→ What the task asks:
Say whether each statement agrees with the May reading list below. Answer yes or no for each and quote the deciding words. 1. Keep Them Close is due to come out in July 2022. 2. The writer read Jude the Obscure for the first time in May. 3. The writer marked passages in Seneca's letters to return to.

→ Supplied text:
=====

I read a lot of books in May!
- Keep Them Close by Sophie Flynn (proof)
- Letters from a Stoic by Seneca
- Digital Minimalism by Cal Newport
- Crossing the Lines by Amanda Huggins (re-read)
- The Bad Sister by J A Corrigan
- That Night by Gillian McAllister
- Jude the Obscure by Thomas Hardy (re-read)
- The Burning Girls by C J Tudor
Keep Them Close is Sophie Flynn’s second novel and is due out in July 2022. It’s a gripping and intense psychological thriller, exploring the double-edged sword of anonymous internet forums. Chilling, creepy and frighteningly plausible with a clever twist. Well worth a read!
Considering there are more than 2,000 years between the publication dates of Letters from a Stoic by Seneca and Digital Minimalism by Cal Newport, you might think they wouldn’t have much in common, but you’d be wrong! I was surprised how much I picked up from Seneca’s letters about handling the ups and downs of daily life. I underlined a lot of passages (sorry!) to come back to later.

=====

→ Extracted entries:
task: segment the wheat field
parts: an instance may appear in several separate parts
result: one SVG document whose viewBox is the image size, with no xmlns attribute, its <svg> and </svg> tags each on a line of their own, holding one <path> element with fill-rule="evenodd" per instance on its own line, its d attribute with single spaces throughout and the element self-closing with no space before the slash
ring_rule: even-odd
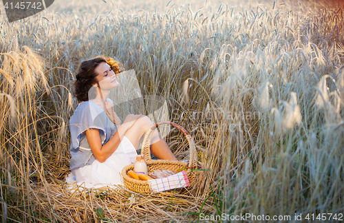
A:
<svg viewBox="0 0 344 223">
<path fill-rule="evenodd" d="M 12 23 L 1 8 L 2 222 L 340 220 L 343 7 L 62 0 Z M 162 96 L 190 132 L 204 169 L 190 188 L 68 191 L 72 86 L 80 62 L 98 55 L 133 69 L 142 93 Z M 171 130 L 166 141 L 182 158 L 187 144 Z"/>
</svg>

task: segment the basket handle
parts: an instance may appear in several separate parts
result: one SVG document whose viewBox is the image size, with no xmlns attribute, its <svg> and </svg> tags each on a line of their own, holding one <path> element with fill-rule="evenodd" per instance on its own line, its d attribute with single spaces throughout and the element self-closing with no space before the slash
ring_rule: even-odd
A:
<svg viewBox="0 0 344 223">
<path fill-rule="evenodd" d="M 169 124 L 171 125 L 173 125 L 182 131 L 182 132 L 184 134 L 185 137 L 186 138 L 186 140 L 188 140 L 189 145 L 190 147 L 190 160 L 189 161 L 189 167 L 187 168 L 193 168 L 194 167 L 197 167 L 197 160 L 195 160 L 195 158 L 197 157 L 195 156 L 195 142 L 193 141 L 193 139 L 192 138 L 191 136 L 189 134 L 189 132 L 183 128 L 182 126 L 180 125 L 172 123 L 172 122 L 168 122 L 168 121 L 164 121 L 164 122 L 160 122 L 158 123 L 156 123 L 153 126 L 151 127 L 149 130 L 148 130 L 147 133 L 144 136 L 144 138 L 143 139 L 142 142 L 142 149 L 141 149 L 141 155 L 143 155 L 144 157 L 144 159 L 147 160 L 151 160 L 151 149 L 150 149 L 150 145 L 151 145 L 151 136 L 153 135 L 153 133 L 154 132 L 154 130 L 156 129 L 156 127 L 158 125 L 163 125 L 163 124 Z"/>
</svg>

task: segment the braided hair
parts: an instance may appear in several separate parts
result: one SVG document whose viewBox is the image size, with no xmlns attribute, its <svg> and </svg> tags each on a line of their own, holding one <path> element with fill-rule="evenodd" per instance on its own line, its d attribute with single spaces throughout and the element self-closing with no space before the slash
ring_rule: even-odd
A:
<svg viewBox="0 0 344 223">
<path fill-rule="evenodd" d="M 78 102 L 96 98 L 96 91 L 92 91 L 92 87 L 97 83 L 98 74 L 96 72 L 96 68 L 101 63 L 107 63 L 116 74 L 122 72 L 120 63 L 111 57 L 97 56 L 83 61 L 76 76 L 76 81 L 74 83 L 74 96 L 76 97 Z"/>
</svg>

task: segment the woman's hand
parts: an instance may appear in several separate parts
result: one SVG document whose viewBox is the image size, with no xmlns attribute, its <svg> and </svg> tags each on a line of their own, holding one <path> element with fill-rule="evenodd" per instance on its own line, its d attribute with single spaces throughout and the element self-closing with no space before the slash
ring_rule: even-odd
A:
<svg viewBox="0 0 344 223">
<path fill-rule="evenodd" d="M 120 118 L 117 116 L 117 114 L 114 111 L 112 107 L 110 106 L 110 104 L 108 101 L 105 102 L 105 111 L 107 117 L 110 118 L 111 121 L 113 122 L 118 127 L 120 127 L 122 124 L 122 121 Z"/>
</svg>

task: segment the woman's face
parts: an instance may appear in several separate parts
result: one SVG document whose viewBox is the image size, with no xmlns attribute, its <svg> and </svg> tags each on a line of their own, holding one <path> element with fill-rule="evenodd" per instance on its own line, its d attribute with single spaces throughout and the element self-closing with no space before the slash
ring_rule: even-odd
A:
<svg viewBox="0 0 344 223">
<path fill-rule="evenodd" d="M 118 82 L 116 79 L 116 74 L 107 63 L 101 63 L 96 68 L 95 71 L 98 74 L 96 78 L 103 90 L 110 90 L 118 85 Z"/>
</svg>

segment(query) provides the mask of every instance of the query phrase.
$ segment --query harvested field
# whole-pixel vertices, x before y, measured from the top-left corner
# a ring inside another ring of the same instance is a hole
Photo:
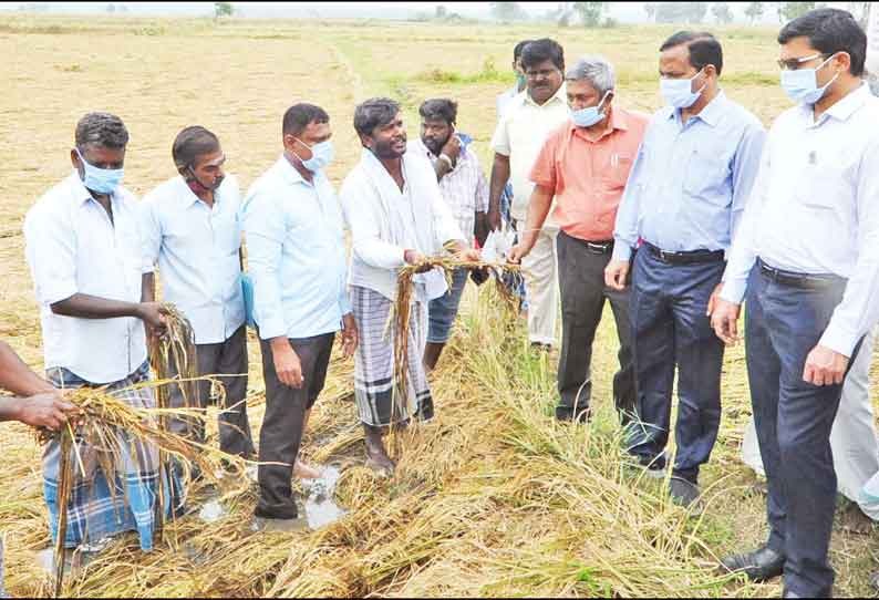
[[[320,30],[320,35],[314,31]],[[583,31],[536,27],[372,21],[0,19],[0,335],[34,369],[42,353],[23,256],[22,219],[70,172],[76,120],[91,110],[122,116],[131,132],[126,186],[138,196],[174,175],[170,144],[186,125],[215,131],[230,173],[248,186],[280,153],[280,121],[296,101],[331,116],[338,186],[360,153],[351,118],[358,101],[390,95],[406,107],[459,102],[461,131],[484,168],[495,96],[513,45],[550,35],[573,58],[601,52],[617,65],[619,102],[659,105],[656,49],[672,29]],[[775,31],[720,30],[724,89],[768,124],[787,106],[777,86]],[[494,68],[500,75],[493,74]],[[250,530],[256,487],[227,500],[211,525],[196,516],[166,528],[143,554],[125,536],[65,581],[74,596],[778,596],[714,572],[718,556],[765,536],[763,498],[738,459],[751,413],[744,352],[727,352],[721,438],[703,475],[709,509],[691,518],[656,483],[622,466],[610,383],[617,337],[602,322],[593,363],[598,414],[588,427],[552,418],[555,356],[531,354],[524,323],[484,286],[465,297],[455,337],[433,376],[437,417],[404,434],[397,475],[362,466],[363,442],[350,400],[353,363],[333,361],[306,434],[304,457],[341,467],[337,500],[349,514],[317,531]],[[610,313],[608,312],[608,317]],[[252,422],[262,416],[259,350],[250,339]],[[257,430],[255,428],[255,432]],[[216,425],[213,426],[216,443]],[[39,447],[24,426],[0,435],[0,535],[7,589],[51,593],[37,552],[51,545]],[[869,594],[875,536],[835,531],[839,596]]]

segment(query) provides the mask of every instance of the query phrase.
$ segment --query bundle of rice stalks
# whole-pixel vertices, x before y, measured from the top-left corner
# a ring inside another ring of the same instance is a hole
[[[175,435],[163,426],[162,421],[169,416],[192,417],[203,412],[200,408],[144,408],[135,407],[117,397],[125,392],[144,387],[161,389],[170,383],[192,380],[157,380],[144,382],[131,387],[107,393],[104,387],[81,387],[71,391],[65,397],[79,408],[75,423],[69,421],[56,433],[45,430],[39,432],[44,443],[53,438],[60,444],[60,467],[58,486],[58,531],[55,538],[55,596],[63,589],[64,575],[64,540],[68,528],[68,507],[71,500],[75,474],[86,479],[90,477],[83,461],[84,448],[89,448],[97,468],[108,483],[111,496],[115,500],[117,494],[115,478],[126,472],[126,465],[135,464],[138,472],[148,472],[151,449],[156,448],[162,457],[169,457],[183,469],[183,482],[188,482],[190,465],[196,465],[205,479],[213,485],[226,485],[230,479],[217,479],[215,473],[221,459],[232,465],[231,468],[244,472],[244,459],[229,456],[219,449],[199,444],[188,437]],[[164,465],[161,465],[164,466]],[[163,490],[174,488],[170,482],[170,469],[159,468],[158,501],[156,514],[175,515],[182,497],[166,498]],[[91,480],[93,484],[94,482]],[[123,486],[123,493],[127,487]],[[183,490],[178,490],[184,496]],[[127,505],[127,498],[126,498]],[[158,524],[158,521],[157,521]]]
[[[484,262],[482,260],[463,260],[458,256],[451,254],[451,247],[446,246],[444,252],[437,256],[425,257],[415,265],[406,265],[397,273],[396,301],[393,308],[394,323],[394,380],[391,400],[391,444],[394,454],[400,455],[396,448],[399,436],[394,432],[400,430],[402,422],[402,403],[406,402],[409,394],[409,333],[412,317],[412,303],[414,292],[414,277],[432,269],[441,269],[446,278],[448,289],[452,289],[452,278],[456,269],[480,270],[489,273],[495,281],[495,289],[511,314],[517,306],[513,293],[503,282],[503,273],[509,272],[520,277],[521,268],[509,262]],[[403,397],[400,397],[400,396]]]

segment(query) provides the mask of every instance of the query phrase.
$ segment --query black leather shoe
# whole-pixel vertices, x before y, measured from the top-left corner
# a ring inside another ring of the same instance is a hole
[[[743,571],[752,581],[768,581],[784,572],[785,557],[764,546],[753,552],[726,557],[721,566],[728,572]]]

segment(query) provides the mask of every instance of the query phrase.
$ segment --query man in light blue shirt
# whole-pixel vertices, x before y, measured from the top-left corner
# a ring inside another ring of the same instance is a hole
[[[220,449],[249,458],[256,452],[245,402],[247,335],[238,256],[238,183],[226,176],[219,139],[204,127],[186,127],[177,134],[172,156],[179,174],[147,194],[141,206],[144,256],[158,265],[164,299],[176,304],[193,325],[198,374],[220,375],[226,389],[219,414]],[[146,293],[155,298],[152,273]],[[205,407],[209,399],[208,381],[170,389],[173,407]],[[199,418],[172,418],[169,428],[188,432],[198,442],[205,439]]]
[[[283,154],[248,190],[244,225],[266,381],[256,516],[289,521],[298,516],[292,465],[335,333],[342,330],[351,356],[358,330],[342,213],[323,170],[332,161],[330,117],[319,106],[296,104],[282,132]]]
[[[669,106],[652,118],[617,215],[607,283],[623,289],[634,254],[631,321],[638,422],[630,453],[649,473],[665,468],[674,369],[679,410],[670,493],[689,506],[721,422],[723,344],[706,313],[751,192],[765,131],[726,99],[721,44],[675,33],[660,49]]]

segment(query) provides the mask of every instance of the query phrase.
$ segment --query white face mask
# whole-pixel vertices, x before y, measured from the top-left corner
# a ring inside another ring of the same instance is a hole
[[[820,56],[820,54],[814,54],[811,56],[799,59],[797,62],[811,61],[818,56]],[[798,104],[815,104],[824,97],[824,94],[827,93],[827,89],[839,76],[839,73],[837,73],[825,85],[818,87],[818,71],[820,71],[825,64],[830,62],[830,59],[834,56],[836,56],[836,54],[831,54],[826,61],[815,69],[782,70],[782,89],[784,89],[785,93],[788,95],[788,97],[790,97],[790,100]]]
[[[689,108],[692,106],[709,84],[705,82],[697,92],[693,92],[693,81],[702,74],[702,71],[704,71],[704,68],[692,77],[685,80],[660,79],[660,93],[665,99],[665,102],[675,108]]]
[[[311,173],[317,173],[323,168],[327,168],[327,165],[332,163],[334,152],[333,152],[333,144],[329,139],[327,139],[325,142],[319,142],[313,146],[309,146],[298,137],[297,141],[311,151],[311,158],[309,158],[308,161],[302,161],[302,158],[298,154],[293,153],[296,154],[296,157],[299,158],[299,161],[302,163],[302,166],[309,169]]]
[[[598,103],[597,106],[587,106],[586,108],[580,108],[579,111],[575,111],[571,107],[568,107],[568,113],[571,115],[571,121],[578,127],[591,127],[607,115],[601,112],[601,107],[604,105],[604,101],[608,99],[610,94],[610,90],[608,90],[604,95],[601,97],[601,102]]]

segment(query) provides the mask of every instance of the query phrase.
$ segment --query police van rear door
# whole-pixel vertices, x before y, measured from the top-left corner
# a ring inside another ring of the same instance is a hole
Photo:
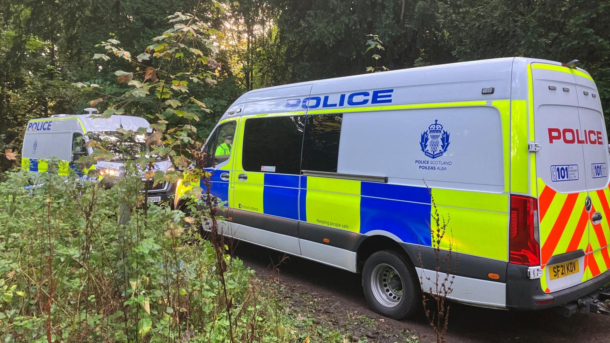
[[[587,279],[599,275],[610,267],[610,192],[608,190],[608,135],[603,112],[595,84],[586,73],[573,70],[576,79],[580,125],[584,134],[583,173],[591,200],[589,211],[589,245],[585,251]]]
[[[542,289],[560,291],[587,280],[589,245],[584,133],[572,70],[531,65]],[[590,166],[589,166],[590,168]],[[590,173],[590,171],[589,171]]]

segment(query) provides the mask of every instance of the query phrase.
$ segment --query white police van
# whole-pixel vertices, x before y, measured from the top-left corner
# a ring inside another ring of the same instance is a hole
[[[112,183],[113,179],[120,176],[124,161],[135,159],[148,151],[149,148],[145,143],[144,135],[134,134],[126,138],[118,131],[121,128],[134,131],[139,128],[146,128],[148,132],[151,132],[148,128],[150,124],[146,119],[129,115],[92,118],[96,109],[90,108],[85,110],[89,114],[54,115],[28,121],[23,138],[21,169],[37,174],[52,172],[68,175],[75,173],[79,176],[105,179]],[[96,141],[112,153],[112,158],[107,161],[99,161],[81,170],[74,162],[81,156],[93,153],[94,147],[87,146],[87,143],[91,140]],[[52,159],[59,162],[54,168],[49,167]],[[154,167],[164,172],[173,168],[167,158],[159,159],[155,162]],[[153,185],[151,181],[145,181],[143,178],[143,182],[149,184],[150,202],[167,201],[174,195],[173,184],[162,182]]]
[[[534,59],[314,81],[237,99],[207,140],[206,167],[228,202],[223,233],[362,273],[385,316],[413,314],[422,288],[441,286],[437,215],[449,220],[440,261],[450,248],[458,260],[440,266],[448,298],[601,312],[603,113],[586,71]],[[228,136],[230,148],[217,149]]]

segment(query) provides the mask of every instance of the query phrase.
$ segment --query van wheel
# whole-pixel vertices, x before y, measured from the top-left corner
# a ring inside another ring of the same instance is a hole
[[[400,254],[378,251],[362,269],[362,288],[373,309],[386,317],[402,319],[415,314],[422,302],[417,274]]]

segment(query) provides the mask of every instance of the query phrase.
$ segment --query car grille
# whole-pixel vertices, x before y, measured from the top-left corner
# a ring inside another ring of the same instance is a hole
[[[159,190],[163,190],[165,189],[167,184],[165,182],[160,182],[154,185],[154,181],[152,180],[146,180],[144,181],[144,185],[142,186],[142,192],[145,192],[146,187],[148,187],[148,192],[158,192]]]

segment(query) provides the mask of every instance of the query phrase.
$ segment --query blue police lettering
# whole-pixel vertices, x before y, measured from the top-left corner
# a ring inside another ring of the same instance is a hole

=====

→ Written solution:
1. Yes: "is due out in July 2022"
2. No: "Jude the Obscure by Thomas Hardy (re-read)"
3. Yes: "I underlined a lot of passages (sorry!) to come back to later."